- 本文部分:
===============
膨潤度SA(倍)=(W4-W2-W3)/(W1)
(式中、W1は0.1重量部の粘着剤組成物の重量、W2は粘着剤組成物を包むのに用いた多孔質ポリテトラフルオロエチレン膜の重量、W3はタコ糸の重量、W4は浸漬後の評価サンプルの重量をそれぞれ表す)
【0010】
本発明の実施形態の半導体加工用粘着シートの厚みは、任意の適切な厚みに設定され得る。半導体加工用粘着シートの厚みは、例えば、好ましくは20μm~1000μmであり、より好ましくは50μm~300μmであり、さらに好ましくは100μm~300μmである。
【0011】
B.基材
基材10は、任意の適切な樹脂から構成され得る。基材を構成する樹脂の具体例としては、ポリエチレンテレフタレート(PET)、ポリエチレンナフタレート(PEN)、ポリブチレンテレフタレート(PBT)、ポリブチレンナフタレート(PBN)などのポリエステル系樹脂、エチレン-酢酸ビニル共重合体、エチレン-メタクリル酸メチル共重合体、ポリエチレン、ポリプロピレン、エチレン-プロピレン共重合体などのポリオレフィン系樹脂、ポリビニルアルコール、ポリ塩化ビニリデン、ポリ塩化ビニル、塩化ビニル-酢酸ビニル共重合体、ポリ酢酸ビニル、ポリアミド、ポリイミド、セルロース類、フッ素系樹脂、ポリエーテル、ポリスチレンなどのポリスチレン系樹脂、ポリカーボネート、ポリエーテルスルホン等が挙げられる。好ましくは、ポリエチレンテレフタレート(PET)、ポリエチレンナフタレート(PEN)、ポリブチレンテレフタレート(PBT)、ポリブチレンナフタレート(PBN)などのポリエステル系樹脂、および、ポリエチレン、ポリプロピレン、エチレン-プロピレン共重合体などのポリオレフィン系樹脂が用いられる。これらの樹脂を用いることにより、耐溶剤性に優れた半導体加工用粘着シートが得られ得る。基材は単一の層であってもよく、2以上の積層体であってもよい。
【0012】
基材は、本発明の効果を損なわない範囲で、さらにその他の成分を含んでいてもよい。その他の成分としては、例えば、酸化防止剤、紫外線吸収剤、光安定剤、耐熱安定剤等が挙げられる。その他の成分の種類および使用量は、目的に応じて任意の適切な量で用いることができる。
===============
- 出題 A:
次の行のうち、文字列「instance」を含む行をすべて列挙せよ。大文字と小文字は区別する。

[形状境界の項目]
===============
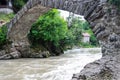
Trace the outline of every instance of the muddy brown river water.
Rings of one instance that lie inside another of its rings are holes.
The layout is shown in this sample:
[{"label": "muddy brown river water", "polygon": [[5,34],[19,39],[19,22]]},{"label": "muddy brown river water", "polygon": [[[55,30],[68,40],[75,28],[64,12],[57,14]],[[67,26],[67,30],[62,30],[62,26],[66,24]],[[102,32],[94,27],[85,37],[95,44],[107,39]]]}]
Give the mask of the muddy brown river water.
[{"label": "muddy brown river water", "polygon": [[71,80],[74,73],[101,58],[100,48],[81,48],[45,59],[0,61],[0,80]]}]

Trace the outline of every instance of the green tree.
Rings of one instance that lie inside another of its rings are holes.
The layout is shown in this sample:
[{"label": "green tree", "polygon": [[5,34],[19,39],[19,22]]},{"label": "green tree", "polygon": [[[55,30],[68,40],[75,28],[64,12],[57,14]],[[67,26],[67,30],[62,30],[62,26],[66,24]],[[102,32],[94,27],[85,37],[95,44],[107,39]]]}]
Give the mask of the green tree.
[{"label": "green tree", "polygon": [[120,9],[120,0],[109,0],[109,2]]},{"label": "green tree", "polygon": [[3,25],[0,27],[0,48],[2,48],[3,45],[6,44],[6,36],[7,36],[7,27]]},{"label": "green tree", "polygon": [[52,9],[33,24],[29,33],[29,39],[32,42],[39,42],[42,39],[45,42],[52,42],[55,46],[58,46],[59,41],[65,38],[66,33],[66,21],[60,17],[58,10]]}]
===============
- 出題 B:
上の半導体加工用粘着シートの文章から、「(式中、W1は0.1重量部の」を含む語句で始まり「00μm~300μmである。」で終わる箇所を、一字も変えずに書き写せ。

- 正しい結果 A:
Trace the outline of every instance of the muddy brown river water.
Rings of one instance that lie inside another of its rings are holes.
Trace the outline of every instance of the green tree.
Rings of one instance that lie inside another of its rings are holes.

- 正しい結果 B:
(式中、W1は0.1重量部の粘着剤組成物の重量、W2は粘着剤組成物を包むのに用いた多孔質ポリテトラフルオロエチレン膜の重量、W3はタコ糸の重量、W4は浸漬後の評価サンプルの重量をそれぞれ表す)
【0010】
本発明の実施形態の半導体加工用粘着シートの厚みは、任意の適切な厚みに設定され得る。半導体加工用粘着シートの厚みは、例えば、好ましくは20μm~1000μmであり、より好ましくは50μm~300μmであり、さらに好ましくは100μm~300μmである。